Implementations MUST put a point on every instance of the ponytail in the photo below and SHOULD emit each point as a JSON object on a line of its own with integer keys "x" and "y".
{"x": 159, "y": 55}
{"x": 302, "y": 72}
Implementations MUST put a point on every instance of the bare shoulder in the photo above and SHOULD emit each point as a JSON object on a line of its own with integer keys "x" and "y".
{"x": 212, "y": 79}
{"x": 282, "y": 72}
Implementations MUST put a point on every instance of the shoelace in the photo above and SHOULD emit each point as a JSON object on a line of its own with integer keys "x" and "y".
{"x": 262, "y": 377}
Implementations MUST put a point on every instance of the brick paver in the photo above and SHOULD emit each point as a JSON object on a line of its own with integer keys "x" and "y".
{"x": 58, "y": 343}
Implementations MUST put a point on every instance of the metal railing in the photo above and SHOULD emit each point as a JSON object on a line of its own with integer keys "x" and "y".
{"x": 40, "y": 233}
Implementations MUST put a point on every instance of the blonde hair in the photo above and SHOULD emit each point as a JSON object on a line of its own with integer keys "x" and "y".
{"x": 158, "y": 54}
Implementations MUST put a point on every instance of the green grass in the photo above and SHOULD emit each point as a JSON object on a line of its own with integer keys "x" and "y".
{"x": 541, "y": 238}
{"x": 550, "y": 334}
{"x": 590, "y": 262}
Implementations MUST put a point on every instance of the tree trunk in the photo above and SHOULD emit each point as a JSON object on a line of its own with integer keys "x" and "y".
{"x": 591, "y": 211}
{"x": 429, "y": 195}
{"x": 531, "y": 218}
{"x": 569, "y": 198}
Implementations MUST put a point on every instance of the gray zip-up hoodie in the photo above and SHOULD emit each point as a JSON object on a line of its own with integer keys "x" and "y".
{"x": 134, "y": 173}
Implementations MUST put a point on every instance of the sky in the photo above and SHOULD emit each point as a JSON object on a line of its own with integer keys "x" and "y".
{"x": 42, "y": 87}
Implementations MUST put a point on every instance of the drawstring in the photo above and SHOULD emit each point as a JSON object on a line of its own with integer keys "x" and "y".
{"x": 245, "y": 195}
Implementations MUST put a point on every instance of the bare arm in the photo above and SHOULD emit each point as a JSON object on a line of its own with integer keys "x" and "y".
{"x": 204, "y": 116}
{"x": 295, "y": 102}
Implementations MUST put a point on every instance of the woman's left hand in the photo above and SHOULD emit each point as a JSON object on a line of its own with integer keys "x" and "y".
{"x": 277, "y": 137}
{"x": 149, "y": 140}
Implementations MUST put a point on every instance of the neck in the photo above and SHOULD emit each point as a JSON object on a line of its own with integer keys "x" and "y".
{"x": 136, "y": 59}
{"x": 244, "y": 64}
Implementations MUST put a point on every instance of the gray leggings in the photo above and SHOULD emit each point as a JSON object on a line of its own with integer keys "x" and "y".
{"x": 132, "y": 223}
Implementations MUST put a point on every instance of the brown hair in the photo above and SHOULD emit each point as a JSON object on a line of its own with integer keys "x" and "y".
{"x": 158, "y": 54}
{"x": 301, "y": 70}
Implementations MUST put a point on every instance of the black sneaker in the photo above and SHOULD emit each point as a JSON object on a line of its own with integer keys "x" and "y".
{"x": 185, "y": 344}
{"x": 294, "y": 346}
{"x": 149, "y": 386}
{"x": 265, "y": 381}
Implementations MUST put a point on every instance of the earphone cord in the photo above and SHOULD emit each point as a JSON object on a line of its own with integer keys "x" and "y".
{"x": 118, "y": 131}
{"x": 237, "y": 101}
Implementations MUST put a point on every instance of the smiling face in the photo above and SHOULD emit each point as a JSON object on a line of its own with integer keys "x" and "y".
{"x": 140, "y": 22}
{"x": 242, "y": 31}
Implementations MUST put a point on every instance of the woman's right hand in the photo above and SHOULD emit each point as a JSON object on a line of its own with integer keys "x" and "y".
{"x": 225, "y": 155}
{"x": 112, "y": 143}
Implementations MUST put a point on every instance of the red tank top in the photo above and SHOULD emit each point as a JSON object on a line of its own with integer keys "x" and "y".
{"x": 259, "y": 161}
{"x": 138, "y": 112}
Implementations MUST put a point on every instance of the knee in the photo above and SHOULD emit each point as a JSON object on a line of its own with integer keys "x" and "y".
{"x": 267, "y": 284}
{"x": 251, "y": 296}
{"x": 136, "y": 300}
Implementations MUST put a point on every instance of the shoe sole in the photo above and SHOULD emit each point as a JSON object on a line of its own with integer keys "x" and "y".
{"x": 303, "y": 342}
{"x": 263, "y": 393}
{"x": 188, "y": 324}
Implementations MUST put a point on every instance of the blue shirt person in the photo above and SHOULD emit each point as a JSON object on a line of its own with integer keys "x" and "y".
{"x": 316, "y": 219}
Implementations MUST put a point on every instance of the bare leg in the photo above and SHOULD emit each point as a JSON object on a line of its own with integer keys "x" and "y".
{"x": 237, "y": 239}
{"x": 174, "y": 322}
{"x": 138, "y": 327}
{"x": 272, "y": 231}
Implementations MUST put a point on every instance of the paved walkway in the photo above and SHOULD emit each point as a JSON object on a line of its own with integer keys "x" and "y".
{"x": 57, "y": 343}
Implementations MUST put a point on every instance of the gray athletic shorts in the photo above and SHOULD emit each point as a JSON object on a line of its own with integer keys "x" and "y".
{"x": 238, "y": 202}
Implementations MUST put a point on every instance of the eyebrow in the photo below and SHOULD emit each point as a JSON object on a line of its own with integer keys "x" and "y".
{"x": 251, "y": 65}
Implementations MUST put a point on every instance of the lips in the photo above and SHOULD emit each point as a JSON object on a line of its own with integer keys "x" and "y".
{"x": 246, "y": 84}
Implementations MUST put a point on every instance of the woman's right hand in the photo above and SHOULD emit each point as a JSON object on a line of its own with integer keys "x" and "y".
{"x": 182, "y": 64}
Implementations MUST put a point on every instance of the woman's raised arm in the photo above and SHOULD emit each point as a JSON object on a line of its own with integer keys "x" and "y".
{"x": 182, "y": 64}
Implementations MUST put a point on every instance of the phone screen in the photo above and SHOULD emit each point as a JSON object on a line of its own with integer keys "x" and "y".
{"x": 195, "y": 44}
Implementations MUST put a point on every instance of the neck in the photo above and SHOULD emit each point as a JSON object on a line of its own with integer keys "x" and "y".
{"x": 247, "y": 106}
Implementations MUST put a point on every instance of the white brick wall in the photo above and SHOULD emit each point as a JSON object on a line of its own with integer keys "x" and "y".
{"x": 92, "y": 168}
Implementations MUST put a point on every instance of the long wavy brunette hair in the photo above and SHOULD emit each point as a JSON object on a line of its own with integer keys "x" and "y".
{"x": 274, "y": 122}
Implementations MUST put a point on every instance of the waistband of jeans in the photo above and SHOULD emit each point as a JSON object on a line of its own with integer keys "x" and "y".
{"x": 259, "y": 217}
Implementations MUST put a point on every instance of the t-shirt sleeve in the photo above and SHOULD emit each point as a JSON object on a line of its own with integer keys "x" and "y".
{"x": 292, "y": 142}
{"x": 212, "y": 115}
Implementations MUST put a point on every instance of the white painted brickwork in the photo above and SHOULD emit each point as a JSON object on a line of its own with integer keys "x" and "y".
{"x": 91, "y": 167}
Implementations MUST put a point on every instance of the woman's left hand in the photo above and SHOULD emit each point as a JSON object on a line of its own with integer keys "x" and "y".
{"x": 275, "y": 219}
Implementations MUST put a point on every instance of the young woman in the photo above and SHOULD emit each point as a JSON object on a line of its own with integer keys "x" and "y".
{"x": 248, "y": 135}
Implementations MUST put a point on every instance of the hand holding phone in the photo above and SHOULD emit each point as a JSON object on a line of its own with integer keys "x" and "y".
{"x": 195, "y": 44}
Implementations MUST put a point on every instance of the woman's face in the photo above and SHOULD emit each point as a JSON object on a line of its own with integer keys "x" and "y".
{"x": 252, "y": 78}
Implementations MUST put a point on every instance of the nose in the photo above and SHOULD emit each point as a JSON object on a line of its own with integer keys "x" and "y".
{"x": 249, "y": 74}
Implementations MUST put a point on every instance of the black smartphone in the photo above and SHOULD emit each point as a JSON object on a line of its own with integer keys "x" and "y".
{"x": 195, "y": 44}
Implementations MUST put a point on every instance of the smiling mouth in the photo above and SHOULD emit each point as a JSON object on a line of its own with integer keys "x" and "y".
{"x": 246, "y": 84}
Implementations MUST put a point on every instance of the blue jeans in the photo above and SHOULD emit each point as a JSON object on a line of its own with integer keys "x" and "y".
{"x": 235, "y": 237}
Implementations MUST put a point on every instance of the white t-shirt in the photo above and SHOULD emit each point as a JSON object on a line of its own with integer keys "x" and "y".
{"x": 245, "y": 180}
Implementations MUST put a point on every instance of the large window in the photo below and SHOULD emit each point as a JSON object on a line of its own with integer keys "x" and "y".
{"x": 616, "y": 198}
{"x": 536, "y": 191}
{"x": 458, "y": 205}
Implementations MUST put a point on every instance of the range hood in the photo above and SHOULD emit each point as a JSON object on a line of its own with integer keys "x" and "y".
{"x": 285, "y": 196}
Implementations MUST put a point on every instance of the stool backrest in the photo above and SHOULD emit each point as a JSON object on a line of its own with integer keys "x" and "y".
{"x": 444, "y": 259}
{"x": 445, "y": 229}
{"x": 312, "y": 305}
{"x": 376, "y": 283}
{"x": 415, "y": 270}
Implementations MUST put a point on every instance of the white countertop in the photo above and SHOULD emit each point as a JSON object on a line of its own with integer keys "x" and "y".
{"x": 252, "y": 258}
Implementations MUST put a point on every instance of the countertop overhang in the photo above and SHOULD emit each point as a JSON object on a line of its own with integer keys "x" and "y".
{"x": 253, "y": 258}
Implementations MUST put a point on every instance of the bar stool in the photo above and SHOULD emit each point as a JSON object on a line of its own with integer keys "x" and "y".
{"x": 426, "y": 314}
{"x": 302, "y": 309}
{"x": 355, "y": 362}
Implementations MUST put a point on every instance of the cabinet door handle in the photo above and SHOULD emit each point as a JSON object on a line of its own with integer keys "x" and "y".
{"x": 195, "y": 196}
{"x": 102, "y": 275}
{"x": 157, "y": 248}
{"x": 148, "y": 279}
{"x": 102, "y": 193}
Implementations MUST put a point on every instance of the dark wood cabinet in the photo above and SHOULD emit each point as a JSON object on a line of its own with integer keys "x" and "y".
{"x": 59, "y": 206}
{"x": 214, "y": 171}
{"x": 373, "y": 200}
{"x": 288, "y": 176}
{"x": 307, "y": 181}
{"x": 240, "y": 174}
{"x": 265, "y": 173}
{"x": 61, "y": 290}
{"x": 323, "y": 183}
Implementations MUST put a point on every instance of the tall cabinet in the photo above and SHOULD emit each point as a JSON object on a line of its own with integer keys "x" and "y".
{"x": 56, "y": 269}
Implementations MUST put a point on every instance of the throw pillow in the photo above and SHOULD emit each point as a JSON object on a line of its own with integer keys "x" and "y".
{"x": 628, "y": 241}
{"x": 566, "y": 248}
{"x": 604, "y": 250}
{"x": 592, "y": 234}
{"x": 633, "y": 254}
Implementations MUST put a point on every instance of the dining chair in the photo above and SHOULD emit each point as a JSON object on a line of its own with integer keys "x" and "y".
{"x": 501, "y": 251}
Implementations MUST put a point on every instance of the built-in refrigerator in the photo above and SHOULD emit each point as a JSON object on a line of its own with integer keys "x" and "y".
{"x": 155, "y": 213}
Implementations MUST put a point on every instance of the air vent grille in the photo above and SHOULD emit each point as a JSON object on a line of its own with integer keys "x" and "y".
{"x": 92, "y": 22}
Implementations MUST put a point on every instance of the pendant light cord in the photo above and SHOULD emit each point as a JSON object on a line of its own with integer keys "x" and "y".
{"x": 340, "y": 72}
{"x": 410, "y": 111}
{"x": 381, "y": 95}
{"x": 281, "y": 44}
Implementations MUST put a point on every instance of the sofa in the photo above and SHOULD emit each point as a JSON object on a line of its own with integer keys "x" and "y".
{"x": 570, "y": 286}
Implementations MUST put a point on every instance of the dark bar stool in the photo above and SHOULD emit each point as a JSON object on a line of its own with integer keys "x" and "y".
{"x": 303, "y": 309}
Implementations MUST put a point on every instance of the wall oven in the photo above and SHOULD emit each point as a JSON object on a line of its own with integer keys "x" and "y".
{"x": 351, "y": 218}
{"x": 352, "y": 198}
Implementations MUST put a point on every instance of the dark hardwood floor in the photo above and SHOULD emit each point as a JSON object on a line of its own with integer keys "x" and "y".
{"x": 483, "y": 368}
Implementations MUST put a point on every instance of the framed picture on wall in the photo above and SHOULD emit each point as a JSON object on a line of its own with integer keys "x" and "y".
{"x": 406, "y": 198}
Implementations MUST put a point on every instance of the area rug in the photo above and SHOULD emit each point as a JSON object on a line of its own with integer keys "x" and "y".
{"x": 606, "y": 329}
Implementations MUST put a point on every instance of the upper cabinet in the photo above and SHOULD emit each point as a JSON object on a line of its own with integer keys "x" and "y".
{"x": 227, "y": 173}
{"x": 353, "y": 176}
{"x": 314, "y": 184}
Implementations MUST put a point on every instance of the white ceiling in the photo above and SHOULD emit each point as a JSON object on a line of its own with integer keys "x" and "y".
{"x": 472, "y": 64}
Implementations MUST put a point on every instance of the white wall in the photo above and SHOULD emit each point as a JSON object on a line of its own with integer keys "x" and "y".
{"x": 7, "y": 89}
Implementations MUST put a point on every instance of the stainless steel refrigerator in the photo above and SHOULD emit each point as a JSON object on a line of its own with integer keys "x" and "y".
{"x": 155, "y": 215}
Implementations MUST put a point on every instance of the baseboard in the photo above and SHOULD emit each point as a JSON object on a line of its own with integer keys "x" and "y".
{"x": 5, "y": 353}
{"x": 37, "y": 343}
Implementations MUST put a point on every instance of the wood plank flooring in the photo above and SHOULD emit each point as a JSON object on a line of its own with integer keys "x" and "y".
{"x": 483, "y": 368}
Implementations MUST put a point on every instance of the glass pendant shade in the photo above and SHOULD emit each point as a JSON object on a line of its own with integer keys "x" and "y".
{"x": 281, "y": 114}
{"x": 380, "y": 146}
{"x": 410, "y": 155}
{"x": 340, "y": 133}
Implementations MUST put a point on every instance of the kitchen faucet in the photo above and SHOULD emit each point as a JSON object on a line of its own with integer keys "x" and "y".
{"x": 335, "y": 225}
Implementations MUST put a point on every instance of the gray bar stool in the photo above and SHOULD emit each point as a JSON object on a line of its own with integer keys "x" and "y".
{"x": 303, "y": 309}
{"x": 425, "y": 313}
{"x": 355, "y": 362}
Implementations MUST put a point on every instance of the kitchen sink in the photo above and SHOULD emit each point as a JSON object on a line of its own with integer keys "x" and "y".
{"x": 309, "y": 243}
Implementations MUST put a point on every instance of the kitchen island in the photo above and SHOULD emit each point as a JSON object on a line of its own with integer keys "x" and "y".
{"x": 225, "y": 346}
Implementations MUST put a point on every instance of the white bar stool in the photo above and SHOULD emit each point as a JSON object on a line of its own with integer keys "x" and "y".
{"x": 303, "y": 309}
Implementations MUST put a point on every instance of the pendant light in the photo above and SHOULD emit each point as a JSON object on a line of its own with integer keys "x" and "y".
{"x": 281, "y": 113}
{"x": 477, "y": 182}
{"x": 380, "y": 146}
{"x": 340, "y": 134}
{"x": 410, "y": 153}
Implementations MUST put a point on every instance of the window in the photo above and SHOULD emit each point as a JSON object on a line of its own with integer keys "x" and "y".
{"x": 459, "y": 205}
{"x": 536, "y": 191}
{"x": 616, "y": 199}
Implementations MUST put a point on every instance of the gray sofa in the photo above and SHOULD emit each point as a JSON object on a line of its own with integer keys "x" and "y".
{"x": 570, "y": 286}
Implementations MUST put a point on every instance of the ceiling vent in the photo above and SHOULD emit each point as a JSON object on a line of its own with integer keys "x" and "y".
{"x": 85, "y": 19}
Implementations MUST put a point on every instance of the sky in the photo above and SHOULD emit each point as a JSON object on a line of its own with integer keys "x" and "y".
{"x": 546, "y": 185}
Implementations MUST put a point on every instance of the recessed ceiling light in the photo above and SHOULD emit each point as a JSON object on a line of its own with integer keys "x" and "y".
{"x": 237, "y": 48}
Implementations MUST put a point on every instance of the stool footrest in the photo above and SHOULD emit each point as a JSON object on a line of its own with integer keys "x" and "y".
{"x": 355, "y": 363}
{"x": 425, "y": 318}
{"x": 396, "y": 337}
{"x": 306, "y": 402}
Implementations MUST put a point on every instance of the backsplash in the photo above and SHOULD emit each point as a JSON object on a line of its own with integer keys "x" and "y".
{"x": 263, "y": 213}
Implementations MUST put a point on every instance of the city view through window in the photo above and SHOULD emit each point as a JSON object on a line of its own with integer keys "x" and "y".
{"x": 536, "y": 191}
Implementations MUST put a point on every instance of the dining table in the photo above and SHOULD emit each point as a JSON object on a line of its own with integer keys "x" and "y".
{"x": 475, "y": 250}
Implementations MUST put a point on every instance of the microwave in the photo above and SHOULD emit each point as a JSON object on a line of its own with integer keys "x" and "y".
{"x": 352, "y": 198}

## DIRECTIONS
Give back exactly the lines from the line containing "of the ceiling" to the end of the entries, and no other lines.

## THE COMPLETED TASK
Implementations MUST put a point on every instance of the ceiling vent in the photo above and SHOULD emit each point as a JSON object on a line of its own with integer keys "x" and "y".
{"x": 85, "y": 19}
Implementations MUST put a point on every instance of the sky in the photo above and SHOULD emit each point as a JSON object on a line of its own with integer keys "x" and "y".
{"x": 546, "y": 185}
Implementations MUST put a point on every instance of the recessed ceiling light in the photo above and SHOULD emit each point as a JSON object on a line of its own with integer keys "x" and "y".
{"x": 237, "y": 48}
Implementations MUST put a point on every instance of the stool footrest in the photo above and SHOULD emit each point as a JSON object on a line of its own with integer keys "x" and "y".
{"x": 355, "y": 363}
{"x": 425, "y": 318}
{"x": 396, "y": 337}
{"x": 306, "y": 402}
Implementations MUST put a point on every instance of the backsplash in the photo above and SHOULD emit each point as a JSON object on a line of its own with integer keys "x" and "y".
{"x": 263, "y": 213}
Implementations MUST put a point on every instance of the city view through window in the photo above and SHOULD emit each point as a JSON object on a line of its own with integer keys "x" and "y".
{"x": 536, "y": 191}
Implementations MUST put a point on every instance of the dining table in the photo above and SHOULD emit each point as a JSON object on a line of its own with integer keys "x" and "y".
{"x": 475, "y": 250}
Implementations MUST put a point on every instance of the microwave in the photo above and SHOULD emit each point as a JSON object on a line of its own with integer keys "x" and "y".
{"x": 352, "y": 198}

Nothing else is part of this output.